Saved entries
▬▬▬▬▬▬

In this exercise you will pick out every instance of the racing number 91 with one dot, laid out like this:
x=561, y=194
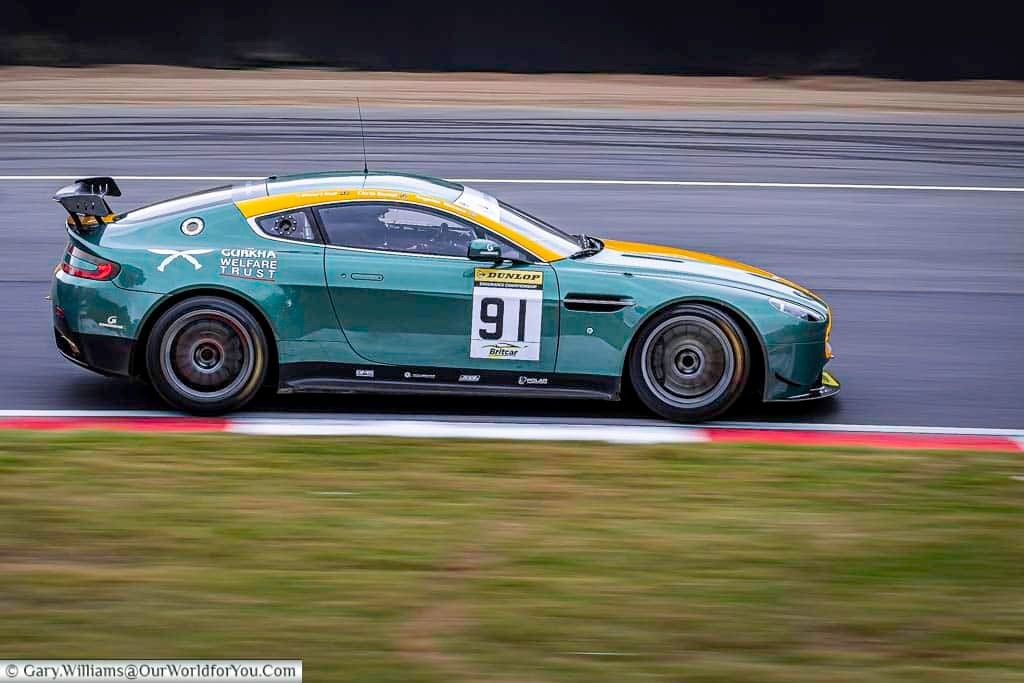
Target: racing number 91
x=493, y=313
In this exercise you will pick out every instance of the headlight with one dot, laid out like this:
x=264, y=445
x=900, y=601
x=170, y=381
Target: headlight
x=797, y=310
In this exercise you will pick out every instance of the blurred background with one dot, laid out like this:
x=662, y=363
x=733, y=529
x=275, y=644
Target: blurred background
x=893, y=40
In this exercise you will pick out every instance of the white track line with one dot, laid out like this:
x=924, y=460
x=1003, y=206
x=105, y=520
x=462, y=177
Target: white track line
x=584, y=181
x=322, y=421
x=475, y=430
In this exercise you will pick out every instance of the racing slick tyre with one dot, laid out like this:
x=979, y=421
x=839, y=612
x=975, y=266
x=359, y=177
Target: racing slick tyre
x=207, y=355
x=689, y=363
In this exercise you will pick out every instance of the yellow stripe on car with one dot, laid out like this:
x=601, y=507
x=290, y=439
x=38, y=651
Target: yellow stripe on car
x=640, y=248
x=264, y=205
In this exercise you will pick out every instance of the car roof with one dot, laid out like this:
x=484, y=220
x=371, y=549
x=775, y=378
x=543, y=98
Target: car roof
x=420, y=184
x=284, y=184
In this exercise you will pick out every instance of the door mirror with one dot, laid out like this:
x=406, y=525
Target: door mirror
x=484, y=250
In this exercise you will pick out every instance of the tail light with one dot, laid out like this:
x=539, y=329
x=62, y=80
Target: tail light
x=81, y=263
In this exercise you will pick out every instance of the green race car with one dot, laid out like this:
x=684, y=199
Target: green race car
x=400, y=284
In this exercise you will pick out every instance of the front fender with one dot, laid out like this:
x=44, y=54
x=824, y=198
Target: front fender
x=599, y=342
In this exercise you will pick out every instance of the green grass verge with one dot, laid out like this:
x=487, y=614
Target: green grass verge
x=376, y=559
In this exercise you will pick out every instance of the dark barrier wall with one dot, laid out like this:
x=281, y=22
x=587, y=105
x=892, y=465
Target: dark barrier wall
x=937, y=41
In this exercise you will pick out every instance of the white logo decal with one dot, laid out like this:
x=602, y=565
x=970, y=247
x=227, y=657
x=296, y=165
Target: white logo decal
x=188, y=255
x=112, y=323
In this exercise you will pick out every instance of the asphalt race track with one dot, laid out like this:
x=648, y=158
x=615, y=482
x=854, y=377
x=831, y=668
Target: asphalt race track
x=927, y=287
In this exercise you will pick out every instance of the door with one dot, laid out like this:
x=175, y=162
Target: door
x=406, y=294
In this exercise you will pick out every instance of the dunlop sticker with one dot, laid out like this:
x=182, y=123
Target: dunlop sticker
x=531, y=280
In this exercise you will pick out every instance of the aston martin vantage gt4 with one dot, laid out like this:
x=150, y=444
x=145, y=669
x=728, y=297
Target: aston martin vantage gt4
x=399, y=284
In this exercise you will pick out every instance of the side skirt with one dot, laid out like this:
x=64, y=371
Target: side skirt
x=344, y=378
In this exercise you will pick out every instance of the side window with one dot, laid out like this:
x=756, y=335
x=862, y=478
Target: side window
x=290, y=225
x=396, y=227
x=509, y=250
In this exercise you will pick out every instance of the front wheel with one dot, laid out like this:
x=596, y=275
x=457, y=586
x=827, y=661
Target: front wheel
x=207, y=355
x=689, y=363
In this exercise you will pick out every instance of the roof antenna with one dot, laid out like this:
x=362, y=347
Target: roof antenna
x=363, y=135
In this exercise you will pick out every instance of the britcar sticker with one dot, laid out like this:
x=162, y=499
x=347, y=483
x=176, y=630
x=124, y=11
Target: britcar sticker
x=173, y=254
x=508, y=305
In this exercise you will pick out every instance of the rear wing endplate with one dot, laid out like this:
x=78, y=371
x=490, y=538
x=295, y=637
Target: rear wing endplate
x=87, y=197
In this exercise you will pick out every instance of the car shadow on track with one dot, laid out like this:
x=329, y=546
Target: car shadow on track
x=94, y=392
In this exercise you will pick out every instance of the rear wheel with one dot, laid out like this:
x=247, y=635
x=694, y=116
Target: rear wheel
x=689, y=363
x=207, y=355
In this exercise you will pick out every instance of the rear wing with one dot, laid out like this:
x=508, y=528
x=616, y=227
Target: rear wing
x=87, y=197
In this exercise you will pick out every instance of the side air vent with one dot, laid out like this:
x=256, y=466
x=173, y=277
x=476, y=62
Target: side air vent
x=597, y=303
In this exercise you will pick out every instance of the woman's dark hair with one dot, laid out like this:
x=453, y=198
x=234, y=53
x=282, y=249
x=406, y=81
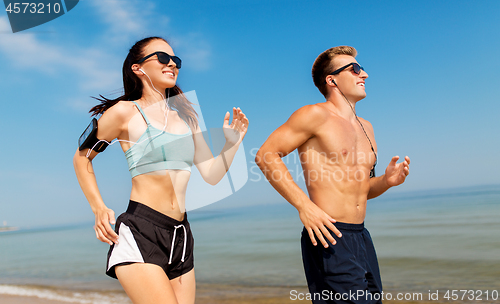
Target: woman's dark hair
x=133, y=87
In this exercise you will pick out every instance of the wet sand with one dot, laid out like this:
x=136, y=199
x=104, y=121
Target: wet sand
x=220, y=294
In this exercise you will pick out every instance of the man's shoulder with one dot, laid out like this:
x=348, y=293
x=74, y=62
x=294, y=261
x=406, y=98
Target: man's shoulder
x=316, y=113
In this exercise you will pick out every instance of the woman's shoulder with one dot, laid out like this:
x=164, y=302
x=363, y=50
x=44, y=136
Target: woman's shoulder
x=121, y=111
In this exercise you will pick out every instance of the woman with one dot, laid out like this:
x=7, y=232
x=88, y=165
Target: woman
x=151, y=250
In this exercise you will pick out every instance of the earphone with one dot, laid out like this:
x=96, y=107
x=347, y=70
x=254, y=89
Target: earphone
x=165, y=114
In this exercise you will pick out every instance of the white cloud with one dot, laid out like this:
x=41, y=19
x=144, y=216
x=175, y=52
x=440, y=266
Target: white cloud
x=126, y=19
x=195, y=50
x=26, y=51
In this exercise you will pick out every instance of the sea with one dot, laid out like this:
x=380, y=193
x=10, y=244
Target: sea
x=426, y=241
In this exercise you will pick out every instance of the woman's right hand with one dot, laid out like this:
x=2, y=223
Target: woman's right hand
x=103, y=231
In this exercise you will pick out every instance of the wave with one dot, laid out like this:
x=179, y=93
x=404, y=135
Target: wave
x=81, y=297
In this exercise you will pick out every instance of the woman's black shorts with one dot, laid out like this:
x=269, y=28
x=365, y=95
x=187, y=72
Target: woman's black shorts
x=148, y=236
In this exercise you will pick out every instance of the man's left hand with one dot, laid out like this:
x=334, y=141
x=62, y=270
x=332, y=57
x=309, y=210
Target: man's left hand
x=395, y=174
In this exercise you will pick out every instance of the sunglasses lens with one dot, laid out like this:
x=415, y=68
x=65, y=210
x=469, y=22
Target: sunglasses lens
x=356, y=68
x=177, y=61
x=165, y=59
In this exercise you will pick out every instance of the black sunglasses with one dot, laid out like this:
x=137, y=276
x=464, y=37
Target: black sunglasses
x=164, y=58
x=356, y=68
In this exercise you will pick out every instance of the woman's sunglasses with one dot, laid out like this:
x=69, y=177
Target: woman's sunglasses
x=356, y=68
x=164, y=58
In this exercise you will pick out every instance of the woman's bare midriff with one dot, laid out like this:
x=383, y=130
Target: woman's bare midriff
x=163, y=191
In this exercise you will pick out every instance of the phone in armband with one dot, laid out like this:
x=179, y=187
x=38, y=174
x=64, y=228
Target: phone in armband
x=89, y=140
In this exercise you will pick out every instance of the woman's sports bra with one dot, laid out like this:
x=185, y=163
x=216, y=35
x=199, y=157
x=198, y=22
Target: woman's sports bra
x=159, y=150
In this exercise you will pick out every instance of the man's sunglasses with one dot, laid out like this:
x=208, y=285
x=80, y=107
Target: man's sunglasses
x=164, y=58
x=356, y=68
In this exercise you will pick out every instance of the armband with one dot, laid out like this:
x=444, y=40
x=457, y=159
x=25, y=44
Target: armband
x=89, y=140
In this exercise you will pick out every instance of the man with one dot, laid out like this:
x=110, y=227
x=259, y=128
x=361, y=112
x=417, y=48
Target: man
x=337, y=152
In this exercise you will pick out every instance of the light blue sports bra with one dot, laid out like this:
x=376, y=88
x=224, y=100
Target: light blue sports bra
x=158, y=150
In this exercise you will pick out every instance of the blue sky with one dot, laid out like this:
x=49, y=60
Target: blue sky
x=432, y=91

▬▬▬▬▬▬

» **TRY IT**: The required output is the exact run of lines from the start of the records through the line containing "x=543, y=98", both ends included, with no pictures.

» **WORKED SOLUTION**:
In this exercise you will pick out every instance of the racing number 91 with one dot, laid out like this:
x=561, y=194
Target: racing number 91
x=493, y=313
In this exercise you will pick out every instance of the headlight with one dot, laid out like this:
x=264, y=445
x=900, y=601
x=170, y=381
Target: headlight
x=797, y=310
In this exercise you will pick out every instance of the blurred background with one dot, laid out like this:
x=662, y=363
x=733, y=529
x=275, y=644
Target: blurred background
x=893, y=40
In this exercise you will pick out every instance of the white track line with one dot, laid out like this:
x=924, y=460
x=1003, y=206
x=105, y=520
x=462, y=177
Target: white track line
x=584, y=181
x=322, y=421
x=475, y=430
In this exercise you will pick out every instance of the racing slick tyre with one dot, laid out like this:
x=979, y=421
x=839, y=612
x=975, y=266
x=359, y=177
Target: racing slick tyre
x=207, y=355
x=689, y=363
In this exercise you will pick out every instance of the yellow stripe on car with one dot, laid out like this:
x=601, y=507
x=290, y=439
x=38, y=651
Target: yellow stripe on car
x=640, y=248
x=264, y=205
In this exercise you will pick out every instance of the car roof with one dot, laid out like this:
x=484, y=220
x=371, y=549
x=775, y=378
x=543, y=98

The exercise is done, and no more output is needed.